Exercise materials
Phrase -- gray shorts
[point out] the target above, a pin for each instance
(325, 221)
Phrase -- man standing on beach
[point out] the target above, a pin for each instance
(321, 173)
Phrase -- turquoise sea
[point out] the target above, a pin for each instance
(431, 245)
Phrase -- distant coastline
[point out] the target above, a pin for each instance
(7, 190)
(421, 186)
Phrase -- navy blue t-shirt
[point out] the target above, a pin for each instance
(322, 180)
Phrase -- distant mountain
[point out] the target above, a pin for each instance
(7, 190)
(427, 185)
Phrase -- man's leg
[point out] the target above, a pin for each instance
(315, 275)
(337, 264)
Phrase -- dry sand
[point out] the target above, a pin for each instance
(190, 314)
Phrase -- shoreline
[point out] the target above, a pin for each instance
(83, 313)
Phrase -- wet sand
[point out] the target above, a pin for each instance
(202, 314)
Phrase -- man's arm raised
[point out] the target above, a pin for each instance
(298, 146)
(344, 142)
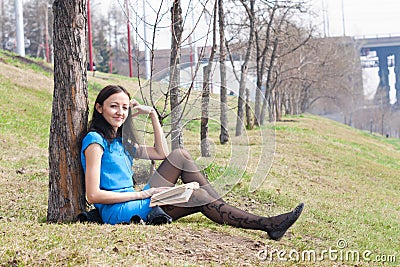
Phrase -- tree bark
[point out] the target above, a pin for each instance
(69, 111)
(224, 134)
(205, 97)
(177, 29)
(244, 70)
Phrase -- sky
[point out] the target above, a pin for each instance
(361, 17)
(333, 17)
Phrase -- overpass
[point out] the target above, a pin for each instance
(383, 46)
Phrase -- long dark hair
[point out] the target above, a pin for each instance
(100, 125)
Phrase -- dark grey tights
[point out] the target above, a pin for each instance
(206, 200)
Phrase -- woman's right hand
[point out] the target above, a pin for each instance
(154, 190)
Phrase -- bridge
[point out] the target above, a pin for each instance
(382, 51)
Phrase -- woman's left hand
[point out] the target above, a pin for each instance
(141, 109)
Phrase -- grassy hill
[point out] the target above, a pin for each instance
(348, 180)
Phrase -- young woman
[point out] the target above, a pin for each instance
(108, 173)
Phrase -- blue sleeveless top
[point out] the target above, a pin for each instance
(115, 175)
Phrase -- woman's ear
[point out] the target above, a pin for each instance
(99, 108)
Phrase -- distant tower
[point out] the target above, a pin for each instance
(19, 22)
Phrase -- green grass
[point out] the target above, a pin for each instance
(348, 179)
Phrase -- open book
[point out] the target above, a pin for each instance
(174, 195)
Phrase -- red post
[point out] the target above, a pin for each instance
(129, 39)
(90, 37)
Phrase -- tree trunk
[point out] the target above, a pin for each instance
(224, 134)
(249, 121)
(205, 97)
(244, 70)
(177, 29)
(69, 112)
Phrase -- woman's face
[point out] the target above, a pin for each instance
(115, 109)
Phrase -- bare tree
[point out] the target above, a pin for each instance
(177, 30)
(205, 97)
(244, 69)
(224, 134)
(69, 112)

What to do
Reproduce all of the records above verbatim, leaving the picture out of your reproduction.

The output
Phrase -- gray shorts
[point out] the target above, a pin for each instance
(325, 221)
Phrase -- man standing on beach
[point out] the target above, a pin for each instance
(321, 173)
Phrase -- turquoise sea
[point out] the target above, a pin for each instance
(431, 245)
Phrase -- distant coastline
[point out] the target above, a pin for each instance
(7, 190)
(421, 186)
Phrase -- navy blue t-shirt
[point out] the target above, a pin for each instance
(322, 180)
Phrase -- distant mountain
[point out] the target above, a pin for each instance
(7, 190)
(427, 185)
Phrase -- man's leg
[point out] the target above, a pin for each instance
(315, 275)
(337, 264)
Phrase -- dry sand
[point out] the target above, a pin for each instance
(190, 314)
Phrase -- shoreline
[point out] the target above, a pin for each instance
(83, 313)
Phrase -- wet sand
[point out] the target above, a pin for each instance
(202, 314)
Phrase -- man's arm raised
[point out] the target above, a pin for each instance
(298, 146)
(344, 142)
Phrase -- tree bark
[point out] the target above, a pin for each instance
(69, 111)
(224, 134)
(205, 97)
(177, 29)
(244, 70)
Phrase -- sky
[point out] the target above, a pin for each instance
(361, 17)
(333, 17)
Phrase -- overpass
[point out] the target above, a pin for each instance
(383, 46)
Phrase -- long dark hair
[point out] the target above, a pin for each instance
(100, 125)
Phrase -- dark grey tights
[point out] the target above, a pin for each instance
(206, 200)
Phrase -- woman's right hand
[point out] the target above, a pin for each instance
(154, 190)
Phrase -- bridge
[point out] the target above, a pin for each instance
(382, 51)
Phrase -- woman's left hand
[point out] the target above, a pin for each instance
(141, 109)
Phrase -- grassy hill
[point out] the target above, a pin for each instance
(348, 180)
Phrase -- young woman
[point out] the target above, a pin for each instance
(108, 173)
Phrase -- blue sleeveless top
[point out] the target above, a pin for each instance
(115, 175)
Phrase -- woman's ear
[point out] the target above, a pin for each instance
(99, 108)
Phrase -- distant tower
[point out] the target above, a pin for each instance
(19, 22)
Phrase -- green grass
[point out] the target above, a pin for each instance
(348, 179)
Phrase -- open book
[point out] the target above, a pin for each instance
(174, 195)
Phrase -- red post
[point out] the target above, a pin for each instance
(129, 39)
(90, 37)
Phrase -- tree trunk
[point out] the target above, a pin for each instance
(224, 134)
(249, 121)
(205, 97)
(244, 70)
(177, 29)
(69, 112)
Phrase -- woman's face
[point out] the target above, a pin for each instance
(115, 109)
Phrase -- bare tree
[point out] the target above, a pin for each instance
(177, 30)
(205, 97)
(244, 69)
(224, 134)
(69, 112)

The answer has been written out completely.